Required actions
- A) Reproduce the part of the article about Nebraska's legal opinion on COVID treatments between "The opinion also" and "a possible treatment.", inclusive, and swap "fraudulent" for "discredited".
- B) Pick up the article about the Nebraska attorney general's opinion on COVID treatments where it stops, and carry it on from there.

Document segment
LINCOLN, Nebraska (LifeSiteNews) — Nebraska’s attorney general confirmed in a legal opinion that medical professionals should not be punished for how they choose to treat COVID.
“[W]e find that the available data does not justify filing disciplinary actions against physicians simply because they prescribe ivermectin or hydroxychloroquine to prevent or treat COVID-19,” three top attorneys for the state wrote on October 15. Attorney General Douglas Peterson, Assistant Attorney General Mindy Lester and Solicitor General James Campbell authored the opinion upon request by the state Department of Health and Human Services.
Medical professionals have been criticized for pursuing experimental COVID treatments such as HCQ and ivermectin.
But in Nebraska, doctors should not fear a loss of license or other sanctions for prescribing such treatments, according to the legal opinion. It said there is a history of allowing drugs to be used “off-label” by medical professionals.
“Based on these principles, we conclude that governing law allows physicians to use FDA-approved medicines that are unproven for a particular off-label use so long as (1) reasonable medical evidence supports that use and (2) a patient’s written informed consent is obtained,” the legal team wrote. “In the context of this ever-changing global pandemic, we note that it is appropriate to consider medical evidence outside of Nebraska and to give physicians who obtain informed consent an added measure of deference on their assessment of the available medical evidence.”
The opinion also criticized publications such as the Lancet medical journal for publishing a fraudulent paper that ruled out hydroxychloroquine as a possible treatment.
“After receiving your question and conducting our investigation, we have found significant controversy and suspect information about potential COVID-19 treatments. A striking example features one of the world’s most prestigious medical journals — the Lancet,” the opinion noted. “In the middle of the COVID-19 pandemic, the Lancet published a paper denouncing hydroxychloroquine as dangerous. Yet the reported statistics were so flawed that journalists and outside researchers immediately began raising concerns.”

Data supplied
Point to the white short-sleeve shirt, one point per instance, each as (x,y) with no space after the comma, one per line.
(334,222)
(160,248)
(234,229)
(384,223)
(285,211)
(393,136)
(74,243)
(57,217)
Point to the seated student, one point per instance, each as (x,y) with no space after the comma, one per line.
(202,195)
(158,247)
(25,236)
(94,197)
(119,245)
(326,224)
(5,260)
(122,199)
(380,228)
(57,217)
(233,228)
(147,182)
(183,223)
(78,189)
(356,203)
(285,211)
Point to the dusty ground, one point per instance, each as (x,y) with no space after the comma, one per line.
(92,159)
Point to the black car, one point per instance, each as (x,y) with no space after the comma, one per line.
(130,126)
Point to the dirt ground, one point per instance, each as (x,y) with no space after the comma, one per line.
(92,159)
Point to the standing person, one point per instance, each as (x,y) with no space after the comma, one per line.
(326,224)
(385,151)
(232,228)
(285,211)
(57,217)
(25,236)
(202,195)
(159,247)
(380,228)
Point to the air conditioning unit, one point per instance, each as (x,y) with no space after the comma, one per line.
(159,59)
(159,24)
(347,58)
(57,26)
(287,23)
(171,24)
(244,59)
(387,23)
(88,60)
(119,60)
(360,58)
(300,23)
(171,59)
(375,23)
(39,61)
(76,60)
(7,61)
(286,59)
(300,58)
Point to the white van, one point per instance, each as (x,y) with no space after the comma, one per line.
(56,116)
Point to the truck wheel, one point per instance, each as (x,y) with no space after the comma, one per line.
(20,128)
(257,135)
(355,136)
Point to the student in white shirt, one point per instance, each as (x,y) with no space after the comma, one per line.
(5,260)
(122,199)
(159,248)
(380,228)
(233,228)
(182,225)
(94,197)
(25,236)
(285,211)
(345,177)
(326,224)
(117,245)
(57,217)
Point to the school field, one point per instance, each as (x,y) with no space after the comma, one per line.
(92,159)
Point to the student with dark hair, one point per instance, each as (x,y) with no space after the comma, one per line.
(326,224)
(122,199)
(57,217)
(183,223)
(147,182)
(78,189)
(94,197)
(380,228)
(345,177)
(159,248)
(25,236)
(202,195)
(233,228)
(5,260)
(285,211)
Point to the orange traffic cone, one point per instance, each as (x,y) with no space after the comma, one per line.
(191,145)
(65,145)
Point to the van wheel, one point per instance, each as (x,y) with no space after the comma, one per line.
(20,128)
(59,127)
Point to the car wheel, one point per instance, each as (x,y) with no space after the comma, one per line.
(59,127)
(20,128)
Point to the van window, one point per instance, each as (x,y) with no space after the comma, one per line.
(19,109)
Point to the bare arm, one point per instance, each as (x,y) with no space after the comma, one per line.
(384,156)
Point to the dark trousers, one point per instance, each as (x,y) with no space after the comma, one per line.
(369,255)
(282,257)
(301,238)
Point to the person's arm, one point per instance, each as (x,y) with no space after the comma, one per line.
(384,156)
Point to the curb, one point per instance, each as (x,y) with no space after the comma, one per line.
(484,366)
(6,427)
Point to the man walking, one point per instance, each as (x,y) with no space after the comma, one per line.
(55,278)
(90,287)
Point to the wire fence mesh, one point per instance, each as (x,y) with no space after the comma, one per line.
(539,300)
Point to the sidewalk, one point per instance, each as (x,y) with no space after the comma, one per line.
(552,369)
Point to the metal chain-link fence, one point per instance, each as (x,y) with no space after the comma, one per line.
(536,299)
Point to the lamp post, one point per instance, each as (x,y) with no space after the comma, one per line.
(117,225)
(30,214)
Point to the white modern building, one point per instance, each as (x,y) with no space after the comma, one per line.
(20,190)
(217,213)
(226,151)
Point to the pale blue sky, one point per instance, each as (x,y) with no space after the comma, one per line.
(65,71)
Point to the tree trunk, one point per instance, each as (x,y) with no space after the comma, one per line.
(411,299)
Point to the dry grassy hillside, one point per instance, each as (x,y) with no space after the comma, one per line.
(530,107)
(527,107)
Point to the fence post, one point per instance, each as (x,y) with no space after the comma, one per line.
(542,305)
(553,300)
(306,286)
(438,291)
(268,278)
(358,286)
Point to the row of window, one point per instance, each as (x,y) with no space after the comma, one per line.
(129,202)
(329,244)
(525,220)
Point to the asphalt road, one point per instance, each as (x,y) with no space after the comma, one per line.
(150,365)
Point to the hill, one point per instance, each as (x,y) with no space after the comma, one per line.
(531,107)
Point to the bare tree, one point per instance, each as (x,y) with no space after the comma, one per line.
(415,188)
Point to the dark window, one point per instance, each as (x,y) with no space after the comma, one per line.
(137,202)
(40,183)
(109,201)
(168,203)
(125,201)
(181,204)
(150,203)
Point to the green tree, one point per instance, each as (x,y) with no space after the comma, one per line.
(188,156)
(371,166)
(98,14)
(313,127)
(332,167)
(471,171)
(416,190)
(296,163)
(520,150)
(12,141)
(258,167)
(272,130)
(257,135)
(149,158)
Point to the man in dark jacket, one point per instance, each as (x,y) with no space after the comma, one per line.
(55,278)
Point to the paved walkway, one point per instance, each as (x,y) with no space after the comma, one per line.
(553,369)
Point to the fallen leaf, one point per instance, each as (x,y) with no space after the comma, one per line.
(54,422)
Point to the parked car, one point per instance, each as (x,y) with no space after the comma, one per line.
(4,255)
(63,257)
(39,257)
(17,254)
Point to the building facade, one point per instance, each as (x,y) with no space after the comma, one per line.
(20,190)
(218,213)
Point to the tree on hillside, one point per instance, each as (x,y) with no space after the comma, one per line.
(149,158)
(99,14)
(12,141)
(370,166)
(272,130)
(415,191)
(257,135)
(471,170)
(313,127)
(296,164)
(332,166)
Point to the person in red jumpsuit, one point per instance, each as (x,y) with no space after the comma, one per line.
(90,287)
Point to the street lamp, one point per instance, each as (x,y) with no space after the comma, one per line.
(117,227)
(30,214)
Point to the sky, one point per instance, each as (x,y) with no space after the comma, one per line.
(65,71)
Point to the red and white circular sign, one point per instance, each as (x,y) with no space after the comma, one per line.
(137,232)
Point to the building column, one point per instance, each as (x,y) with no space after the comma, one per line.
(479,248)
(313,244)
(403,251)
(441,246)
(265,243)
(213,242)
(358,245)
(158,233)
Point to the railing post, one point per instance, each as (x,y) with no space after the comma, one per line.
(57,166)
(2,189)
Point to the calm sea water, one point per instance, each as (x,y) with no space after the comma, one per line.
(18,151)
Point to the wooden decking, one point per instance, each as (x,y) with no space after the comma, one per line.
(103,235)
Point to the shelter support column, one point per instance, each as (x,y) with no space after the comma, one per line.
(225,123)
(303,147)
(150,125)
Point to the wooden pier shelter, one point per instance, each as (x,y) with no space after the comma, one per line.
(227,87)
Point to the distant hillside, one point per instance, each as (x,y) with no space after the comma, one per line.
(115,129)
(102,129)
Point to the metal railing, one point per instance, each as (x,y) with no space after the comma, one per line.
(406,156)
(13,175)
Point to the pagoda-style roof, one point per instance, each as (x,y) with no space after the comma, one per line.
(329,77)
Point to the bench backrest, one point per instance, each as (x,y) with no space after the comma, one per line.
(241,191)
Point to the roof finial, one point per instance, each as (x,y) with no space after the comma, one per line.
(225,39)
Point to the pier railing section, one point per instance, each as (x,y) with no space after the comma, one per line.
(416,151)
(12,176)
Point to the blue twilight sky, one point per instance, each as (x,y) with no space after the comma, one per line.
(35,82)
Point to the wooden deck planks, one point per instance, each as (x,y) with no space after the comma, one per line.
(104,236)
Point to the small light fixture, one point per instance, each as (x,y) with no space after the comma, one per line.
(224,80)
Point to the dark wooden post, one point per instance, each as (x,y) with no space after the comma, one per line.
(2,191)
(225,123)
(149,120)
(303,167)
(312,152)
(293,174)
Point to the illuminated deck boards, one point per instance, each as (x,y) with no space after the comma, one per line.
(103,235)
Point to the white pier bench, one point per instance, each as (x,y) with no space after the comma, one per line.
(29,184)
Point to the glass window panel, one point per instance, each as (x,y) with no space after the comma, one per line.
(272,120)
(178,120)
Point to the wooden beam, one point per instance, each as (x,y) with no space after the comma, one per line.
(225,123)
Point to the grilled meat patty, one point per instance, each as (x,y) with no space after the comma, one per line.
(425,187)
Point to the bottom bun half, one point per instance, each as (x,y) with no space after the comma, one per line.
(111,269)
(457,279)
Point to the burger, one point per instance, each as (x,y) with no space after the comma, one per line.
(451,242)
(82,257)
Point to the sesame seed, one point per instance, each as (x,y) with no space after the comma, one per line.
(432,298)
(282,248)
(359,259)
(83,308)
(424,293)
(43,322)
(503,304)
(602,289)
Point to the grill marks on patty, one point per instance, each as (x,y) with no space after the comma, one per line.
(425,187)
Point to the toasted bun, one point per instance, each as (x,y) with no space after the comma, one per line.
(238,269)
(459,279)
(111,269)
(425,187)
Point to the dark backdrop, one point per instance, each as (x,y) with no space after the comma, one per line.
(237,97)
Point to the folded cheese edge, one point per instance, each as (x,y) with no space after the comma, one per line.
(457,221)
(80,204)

Answers by item number
- A)
The opinion also criticized publications such as the Lancet medical journal for publishing a discredited paper that ruled out hydroxychloroquine as a possible treatment.

- B)
“Then after one of the authors refused to provide the analyzed data, the paper was retracted but not before many countries stopped using hydroxychloroquine and trials were cancelled or interrupted. The Lancet’s own editor in chief admitted that the paper was a ‘fabrication,’ ‘a monumental fraud,’ and ‘a shocking example of research misconduct in the middle of a global health emergency.’”
“When fraudulent information is published in a leading medical journal, it understandably leads to skepticism in some physicians and members of the public,” the attorneys for the state said.
The 48-page opinion reviews the history of both medications and how they both have been proved safe for other purposes. It also touches on how ivermectin has been maligned as a “horse dewormer” and how publications such as Rolling Stone spread a fake news story about how overdoses of the drug had led to gunshot victims being without emergency care.
The legal opinion understands the official position of the federal government to be that doctors are free to try to use hydroxychloroquine as a treatment.
“At this point, hydroxychloroquine and chloroquine are just like any other approved drug in the United States,” then-Health and Human Services Secretary Alex Azar said in June 2020. “They may be used in hospital, they may be used in out-patient, they may be used at home-all subject to a doctor’s prescription.”
“We are not aware of any subsequent statement revoking this guidance,” the legal opinion said.